(Selected text)
##############################

Those decades since that particular, all-encompassing war which absorbed even Latin America through our participation in anti-German u-boat campaigns, and meager but present contribution to the Pacific theater of World War Two and all that the United States renewed interest in our individual economies and well-being, or lack-of, has begotten since then, despite being of truly insignificant length if one abstracts from the limits of mortality, have felt like perhaps many, even centuries.
This is clearly due to the numerous advances which few had perceived to be possible by our current day and age, few beyond optimistic scientists, eager capitalists, fearful traditionalists, fantasy, and science fiction authors of decades and even centuries past. If one were to observe societies collective loss of the lessons it had imparted upon us as a species, even if bringing such impact back to the forefront would also return to us the post-war reasoning behind our collective approval of allowing a global economy and entrepreneurship through Laissez-faire capitalism to soften within us our appeal for strong tribal nationalism, and others to identify with it stronger, ultimately if only to simply sell to both. Because strong nationalism, was leading us to tie too strongly our identities and personal sense of indignation or emotional response, much too strongly to our individual countries sovereign identities. to the point it easily led many to genocidal violence and brutality.
Even if such came to be retained by groups of ultimate interest to the new norms of influence by the rising major powers of that era, American and Soviet patriotism, coming to appropriate capitalist and socialist sentiments, and absorb them into the new post-war nationalism, as the nation states in power saw beneficial to do to ease their control over global affairs.

##############################

(Data listing)

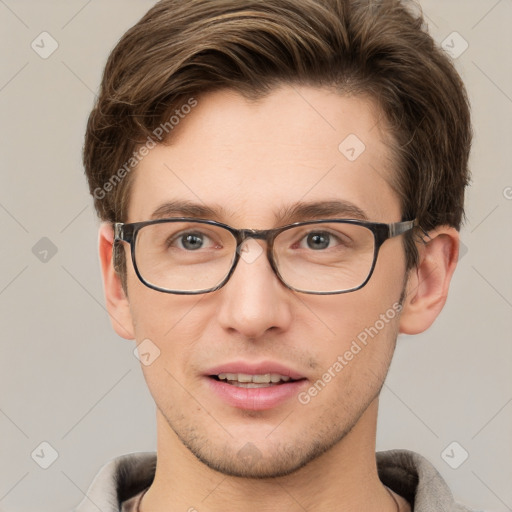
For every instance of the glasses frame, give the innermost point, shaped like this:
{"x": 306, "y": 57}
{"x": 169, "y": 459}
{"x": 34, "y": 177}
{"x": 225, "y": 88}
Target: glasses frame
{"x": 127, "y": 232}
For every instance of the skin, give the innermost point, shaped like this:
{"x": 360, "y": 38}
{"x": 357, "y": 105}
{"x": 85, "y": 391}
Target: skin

##############################

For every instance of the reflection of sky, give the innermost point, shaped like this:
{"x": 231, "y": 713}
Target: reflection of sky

##############################

(Exercise aim) Write out the full passage about the decades since World War Two, word for word and with nothing changed.

(Answer section)
Those decades since that particular, all-encompassing war which absorbed even Latin America through our participation in anti-German u-boat campaigns, and meager but present contribution to the Pacific theater of World War Two and all that the United States renewed interest in our individual economies and well-being, or lack-of, has begotten since then, despite being of truly insignificant length if one abstracts from the limits of mortality, have felt like perhaps many, even centuries.
This is clearly due to the numerous advances which few had perceived to be possible by our current day and age, few beyond optimistic scientists, eager capitalists, fearful traditionalists, fantasy, and science fiction authors of decades and even centuries past. If one were to observe societies collective loss of the lessons it had imparted upon us as a species, even if bringing such impact back to the forefront would also return to us the post-war reasoning behind our collective approval of allowing a global economy and entrepreneurship through Laissez-faire capitalism to soften within us our appeal for strong tribal nationalism, and others to identify with it stronger, ultimately if only to simply sell to both. Because strong nationalism, was leading us to tie too strongly our identities and personal sense of indignation or emotional response, much too strongly to our individual countries sovereign identities. to the point it easily led many to genocidal violence and brutality.
Even if such came to be retained by groups of ultimate interest to the new norms of influence by the rising major powers of that era, American and Soviet patriotism, coming to appropriate capitalist and socialist sentiments, and absorb them into the new post-war nationalism, as the nation states in power saw beneficial to do to ease their control over global affairs.